TASKS AND EXERCISES:
A – In the phone video instructions, where does a recorded video save automatically on an iPhone?
B – Summarize the phone video instructions in two sentences.
C – Reproduce the stretch of the phone video instructions from "I use an iPhone" through "the Camera app.".

DOCUMENT PASSAGE:
I use an iPhone 7 Plus, but an Android or iPhone 4 or newer will work. A newer phone with software updated to the latest version is recommended for better image clarity and sound quality.

iPhone

  • Select the Camera app.
  • Slide the selection bar at the bottom to the right to Video; you can also tap your finger on Video to select.
  • Position your phone so that the image is framed as you want it (from your elbows up is a good rule of thumb).
  • Tap the Flip Camera icon at the bottom right (a camera with arrows in a circle) so that the front camera is enabled and you can see the image while recording.
  • To begin and end recording, tap the large Record button in the bottom center of your screen.
  • Your video will automatically save to the Photos app.
  • To send the video via Dropbox, Facebook, iMessage, or Mail, go into the Photos application and click the Upload button (the square with the arrow pointing upward in the bottom left corner). Tap the app to which you would like to upload your video and follow the instructions provided.

Android

  • Download the free app Voice Recorder from the Play Store and then open it.

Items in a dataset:
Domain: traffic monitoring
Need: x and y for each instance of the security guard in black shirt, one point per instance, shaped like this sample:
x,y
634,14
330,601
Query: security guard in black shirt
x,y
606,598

ANSWERS TO THE TASKS:
A – It saves automatically to the Photos app.

B – An Android phone or an iPhone 4 or newer will work, though a newer phone with updated software is recommended for better image clarity and sound quality. On an iPhone, you record in the Camera app's Video mode with the front camera enabled, and the video saves to the Photos app, where the Upload button lets you send it; on Android, the first step is to download and open the free Voice Recorder app from the Play Store.

C –
I use an iPhone 7 Plus, but an Android or iPhone 4 or newer will work. A newer phone with software updated to the latest version is recommended for better image clarity and sound quality.

iPhone

  • Select the Camera app.